- Task details
When a line of the entries contains "covered", please list that line.

- Source information
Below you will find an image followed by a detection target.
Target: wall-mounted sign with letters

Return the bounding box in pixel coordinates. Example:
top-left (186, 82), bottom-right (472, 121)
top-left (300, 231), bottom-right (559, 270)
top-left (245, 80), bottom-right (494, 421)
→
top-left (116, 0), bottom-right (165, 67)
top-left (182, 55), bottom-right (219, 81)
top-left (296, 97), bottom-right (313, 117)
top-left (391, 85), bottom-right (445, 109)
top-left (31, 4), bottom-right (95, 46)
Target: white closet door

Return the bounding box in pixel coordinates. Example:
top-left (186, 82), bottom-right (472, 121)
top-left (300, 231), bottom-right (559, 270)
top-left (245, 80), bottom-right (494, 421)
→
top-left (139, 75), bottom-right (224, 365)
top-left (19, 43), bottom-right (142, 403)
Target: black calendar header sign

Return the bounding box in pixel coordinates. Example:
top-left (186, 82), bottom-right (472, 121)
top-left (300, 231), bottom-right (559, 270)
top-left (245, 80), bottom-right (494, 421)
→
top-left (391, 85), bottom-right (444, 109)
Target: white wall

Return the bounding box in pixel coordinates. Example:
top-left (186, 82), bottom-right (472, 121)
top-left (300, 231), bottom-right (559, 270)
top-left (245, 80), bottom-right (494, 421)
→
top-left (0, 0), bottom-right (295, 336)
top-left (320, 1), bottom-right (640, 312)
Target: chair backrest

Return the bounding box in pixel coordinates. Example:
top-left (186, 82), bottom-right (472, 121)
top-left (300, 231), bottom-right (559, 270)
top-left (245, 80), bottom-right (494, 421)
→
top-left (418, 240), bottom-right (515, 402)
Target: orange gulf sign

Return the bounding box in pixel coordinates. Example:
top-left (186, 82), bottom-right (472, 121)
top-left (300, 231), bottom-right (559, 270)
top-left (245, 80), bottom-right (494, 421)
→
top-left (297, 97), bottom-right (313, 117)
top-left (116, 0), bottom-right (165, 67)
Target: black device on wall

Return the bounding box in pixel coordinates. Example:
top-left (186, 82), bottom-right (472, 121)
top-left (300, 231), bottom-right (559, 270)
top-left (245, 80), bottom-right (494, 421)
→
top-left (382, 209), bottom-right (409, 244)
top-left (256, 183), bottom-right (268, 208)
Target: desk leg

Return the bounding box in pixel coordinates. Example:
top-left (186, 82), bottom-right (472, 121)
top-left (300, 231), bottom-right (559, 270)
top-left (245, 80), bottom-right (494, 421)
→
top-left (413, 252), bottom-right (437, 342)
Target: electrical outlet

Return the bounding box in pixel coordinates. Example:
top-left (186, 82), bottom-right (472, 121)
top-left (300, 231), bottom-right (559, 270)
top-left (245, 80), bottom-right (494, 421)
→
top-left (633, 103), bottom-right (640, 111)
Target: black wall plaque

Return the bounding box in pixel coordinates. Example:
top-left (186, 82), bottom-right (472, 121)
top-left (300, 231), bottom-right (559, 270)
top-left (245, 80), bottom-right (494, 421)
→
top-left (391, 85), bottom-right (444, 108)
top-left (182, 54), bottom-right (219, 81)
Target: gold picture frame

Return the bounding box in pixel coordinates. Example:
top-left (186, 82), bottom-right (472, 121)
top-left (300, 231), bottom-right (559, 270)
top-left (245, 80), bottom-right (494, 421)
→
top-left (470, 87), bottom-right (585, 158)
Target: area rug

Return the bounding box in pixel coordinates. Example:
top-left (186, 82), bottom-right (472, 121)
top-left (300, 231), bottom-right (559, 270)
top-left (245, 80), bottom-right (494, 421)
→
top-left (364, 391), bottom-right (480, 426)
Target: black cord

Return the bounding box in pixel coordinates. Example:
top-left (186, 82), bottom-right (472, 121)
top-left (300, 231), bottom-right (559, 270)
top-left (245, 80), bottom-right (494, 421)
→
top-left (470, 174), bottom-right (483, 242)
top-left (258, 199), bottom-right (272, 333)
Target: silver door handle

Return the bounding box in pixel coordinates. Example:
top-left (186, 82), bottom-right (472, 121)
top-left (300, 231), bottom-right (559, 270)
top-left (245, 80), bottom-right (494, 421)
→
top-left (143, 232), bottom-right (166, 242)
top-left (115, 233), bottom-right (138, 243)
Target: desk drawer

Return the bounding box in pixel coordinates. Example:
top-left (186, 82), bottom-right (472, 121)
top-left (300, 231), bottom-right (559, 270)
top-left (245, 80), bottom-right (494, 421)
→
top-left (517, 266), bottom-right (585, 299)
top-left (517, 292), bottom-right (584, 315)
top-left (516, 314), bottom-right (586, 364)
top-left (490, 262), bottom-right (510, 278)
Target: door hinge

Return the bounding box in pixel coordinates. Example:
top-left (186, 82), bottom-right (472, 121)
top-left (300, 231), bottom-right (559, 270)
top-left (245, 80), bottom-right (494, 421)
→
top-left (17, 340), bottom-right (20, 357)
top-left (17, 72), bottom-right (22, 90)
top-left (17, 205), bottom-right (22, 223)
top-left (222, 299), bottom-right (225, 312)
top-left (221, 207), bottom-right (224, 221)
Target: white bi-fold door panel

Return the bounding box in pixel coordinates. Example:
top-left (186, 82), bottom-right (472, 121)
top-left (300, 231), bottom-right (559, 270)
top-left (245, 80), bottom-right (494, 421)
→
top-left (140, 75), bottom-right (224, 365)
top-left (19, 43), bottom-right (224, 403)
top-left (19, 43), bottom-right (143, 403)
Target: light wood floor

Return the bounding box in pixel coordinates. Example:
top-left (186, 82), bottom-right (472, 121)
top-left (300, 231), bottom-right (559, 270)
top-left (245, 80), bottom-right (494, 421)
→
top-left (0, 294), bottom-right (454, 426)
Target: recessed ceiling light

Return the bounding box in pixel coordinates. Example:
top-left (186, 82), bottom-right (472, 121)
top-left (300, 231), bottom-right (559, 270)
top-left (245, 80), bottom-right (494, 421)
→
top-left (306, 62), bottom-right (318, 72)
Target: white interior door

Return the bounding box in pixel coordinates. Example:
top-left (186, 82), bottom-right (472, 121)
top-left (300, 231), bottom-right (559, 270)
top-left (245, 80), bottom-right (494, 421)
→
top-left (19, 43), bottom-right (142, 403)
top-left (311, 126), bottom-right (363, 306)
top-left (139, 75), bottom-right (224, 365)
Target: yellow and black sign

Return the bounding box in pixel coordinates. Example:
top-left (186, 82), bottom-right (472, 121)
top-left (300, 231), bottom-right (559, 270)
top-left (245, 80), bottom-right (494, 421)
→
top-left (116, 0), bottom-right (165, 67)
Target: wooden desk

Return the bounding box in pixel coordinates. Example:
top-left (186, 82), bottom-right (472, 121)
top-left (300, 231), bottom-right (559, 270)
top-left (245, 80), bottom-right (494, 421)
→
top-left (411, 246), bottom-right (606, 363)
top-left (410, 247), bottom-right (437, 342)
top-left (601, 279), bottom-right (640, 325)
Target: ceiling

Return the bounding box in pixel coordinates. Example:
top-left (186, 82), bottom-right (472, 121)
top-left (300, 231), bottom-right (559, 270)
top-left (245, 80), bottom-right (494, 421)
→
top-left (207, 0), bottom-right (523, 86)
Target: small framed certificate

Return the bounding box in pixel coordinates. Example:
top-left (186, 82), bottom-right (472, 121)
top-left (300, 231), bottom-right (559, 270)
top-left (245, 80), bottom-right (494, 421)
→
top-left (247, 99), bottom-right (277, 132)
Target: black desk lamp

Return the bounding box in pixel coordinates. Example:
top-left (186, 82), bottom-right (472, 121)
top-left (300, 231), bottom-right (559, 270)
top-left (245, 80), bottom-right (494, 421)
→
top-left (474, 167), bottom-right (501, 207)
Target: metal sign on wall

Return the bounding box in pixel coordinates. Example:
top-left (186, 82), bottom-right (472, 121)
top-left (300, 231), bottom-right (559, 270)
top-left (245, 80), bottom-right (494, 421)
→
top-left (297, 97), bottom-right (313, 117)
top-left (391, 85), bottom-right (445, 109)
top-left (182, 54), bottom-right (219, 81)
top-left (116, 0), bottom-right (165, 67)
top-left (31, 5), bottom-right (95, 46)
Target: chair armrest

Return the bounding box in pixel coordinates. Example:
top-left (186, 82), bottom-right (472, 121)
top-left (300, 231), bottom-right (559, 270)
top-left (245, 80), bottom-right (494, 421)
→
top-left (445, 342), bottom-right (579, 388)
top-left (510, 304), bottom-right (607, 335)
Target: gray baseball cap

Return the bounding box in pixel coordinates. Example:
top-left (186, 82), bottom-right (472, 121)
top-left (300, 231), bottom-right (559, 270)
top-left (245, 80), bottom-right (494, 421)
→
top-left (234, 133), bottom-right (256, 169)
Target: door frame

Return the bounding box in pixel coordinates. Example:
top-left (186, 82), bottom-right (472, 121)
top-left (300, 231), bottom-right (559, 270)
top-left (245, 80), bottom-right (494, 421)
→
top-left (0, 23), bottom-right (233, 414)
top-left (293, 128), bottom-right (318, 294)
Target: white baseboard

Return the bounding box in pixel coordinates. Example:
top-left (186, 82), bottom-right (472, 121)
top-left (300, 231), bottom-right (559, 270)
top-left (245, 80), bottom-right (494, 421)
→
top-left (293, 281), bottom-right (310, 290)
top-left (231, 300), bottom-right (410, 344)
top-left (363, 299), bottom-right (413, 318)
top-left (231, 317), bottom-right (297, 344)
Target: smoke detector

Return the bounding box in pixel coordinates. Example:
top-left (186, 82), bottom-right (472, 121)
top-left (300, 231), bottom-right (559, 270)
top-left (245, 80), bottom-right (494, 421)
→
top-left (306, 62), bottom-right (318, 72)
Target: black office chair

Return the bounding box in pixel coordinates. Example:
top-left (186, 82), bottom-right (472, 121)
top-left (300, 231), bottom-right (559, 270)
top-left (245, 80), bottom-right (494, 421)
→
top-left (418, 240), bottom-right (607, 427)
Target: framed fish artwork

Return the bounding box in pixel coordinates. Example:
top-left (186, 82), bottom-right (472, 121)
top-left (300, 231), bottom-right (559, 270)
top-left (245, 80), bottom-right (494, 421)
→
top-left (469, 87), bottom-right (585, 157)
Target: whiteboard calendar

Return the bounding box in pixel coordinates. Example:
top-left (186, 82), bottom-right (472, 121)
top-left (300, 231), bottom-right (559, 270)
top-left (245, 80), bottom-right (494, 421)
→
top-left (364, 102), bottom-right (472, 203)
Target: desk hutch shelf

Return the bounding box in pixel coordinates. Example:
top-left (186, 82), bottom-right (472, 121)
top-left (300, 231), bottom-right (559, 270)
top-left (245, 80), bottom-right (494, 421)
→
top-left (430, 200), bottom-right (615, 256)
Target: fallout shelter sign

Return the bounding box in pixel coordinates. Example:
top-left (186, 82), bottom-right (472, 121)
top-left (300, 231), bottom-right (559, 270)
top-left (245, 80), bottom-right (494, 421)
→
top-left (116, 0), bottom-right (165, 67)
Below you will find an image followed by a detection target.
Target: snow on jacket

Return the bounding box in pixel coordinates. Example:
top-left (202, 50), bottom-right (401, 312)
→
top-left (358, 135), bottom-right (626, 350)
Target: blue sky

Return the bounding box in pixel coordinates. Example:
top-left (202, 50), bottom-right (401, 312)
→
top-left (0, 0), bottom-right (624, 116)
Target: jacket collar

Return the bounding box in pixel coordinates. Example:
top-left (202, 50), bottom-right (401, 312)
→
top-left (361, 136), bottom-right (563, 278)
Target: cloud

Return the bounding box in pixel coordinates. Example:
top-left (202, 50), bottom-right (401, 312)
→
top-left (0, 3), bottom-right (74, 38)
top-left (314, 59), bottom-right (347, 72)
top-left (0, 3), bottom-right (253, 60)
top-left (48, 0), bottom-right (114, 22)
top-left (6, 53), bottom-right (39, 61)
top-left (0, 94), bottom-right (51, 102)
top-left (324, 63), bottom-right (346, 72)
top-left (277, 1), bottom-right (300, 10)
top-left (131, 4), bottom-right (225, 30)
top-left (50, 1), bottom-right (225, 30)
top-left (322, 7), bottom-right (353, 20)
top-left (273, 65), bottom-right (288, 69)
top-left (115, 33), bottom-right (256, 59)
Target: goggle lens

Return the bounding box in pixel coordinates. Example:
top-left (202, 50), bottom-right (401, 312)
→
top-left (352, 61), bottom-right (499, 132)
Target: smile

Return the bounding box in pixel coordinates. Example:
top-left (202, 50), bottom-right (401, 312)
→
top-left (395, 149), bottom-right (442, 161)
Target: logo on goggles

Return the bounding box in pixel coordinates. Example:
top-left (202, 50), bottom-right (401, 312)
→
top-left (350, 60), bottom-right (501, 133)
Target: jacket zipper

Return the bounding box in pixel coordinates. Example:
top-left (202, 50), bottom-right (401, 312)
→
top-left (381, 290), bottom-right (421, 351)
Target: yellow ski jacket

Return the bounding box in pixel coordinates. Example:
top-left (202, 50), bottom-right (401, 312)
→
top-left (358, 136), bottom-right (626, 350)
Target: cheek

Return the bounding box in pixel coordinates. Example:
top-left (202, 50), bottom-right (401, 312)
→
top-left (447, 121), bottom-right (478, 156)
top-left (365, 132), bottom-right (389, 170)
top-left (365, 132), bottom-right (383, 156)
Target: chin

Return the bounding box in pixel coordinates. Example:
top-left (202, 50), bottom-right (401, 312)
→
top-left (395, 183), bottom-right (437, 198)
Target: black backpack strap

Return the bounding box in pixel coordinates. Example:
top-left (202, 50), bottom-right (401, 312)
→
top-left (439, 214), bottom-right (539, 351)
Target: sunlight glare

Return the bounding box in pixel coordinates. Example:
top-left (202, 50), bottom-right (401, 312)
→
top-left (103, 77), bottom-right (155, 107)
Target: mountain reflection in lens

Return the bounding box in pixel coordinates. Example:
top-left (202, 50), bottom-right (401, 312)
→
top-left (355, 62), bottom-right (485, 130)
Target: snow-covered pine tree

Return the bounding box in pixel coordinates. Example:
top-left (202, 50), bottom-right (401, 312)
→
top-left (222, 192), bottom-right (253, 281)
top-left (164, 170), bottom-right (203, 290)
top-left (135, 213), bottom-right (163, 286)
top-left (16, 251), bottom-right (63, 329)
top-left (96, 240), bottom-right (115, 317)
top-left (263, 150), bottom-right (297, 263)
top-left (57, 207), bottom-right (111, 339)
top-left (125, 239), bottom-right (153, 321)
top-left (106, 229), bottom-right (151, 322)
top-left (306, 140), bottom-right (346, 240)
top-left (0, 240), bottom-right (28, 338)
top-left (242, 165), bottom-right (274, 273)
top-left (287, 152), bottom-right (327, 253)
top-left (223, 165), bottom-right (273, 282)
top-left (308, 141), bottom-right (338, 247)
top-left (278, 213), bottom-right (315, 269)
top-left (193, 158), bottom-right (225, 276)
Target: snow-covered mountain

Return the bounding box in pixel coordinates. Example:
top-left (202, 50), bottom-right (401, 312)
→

- Output of the exercise
Target: snow-covered pine tree
Target: snow-covered mountain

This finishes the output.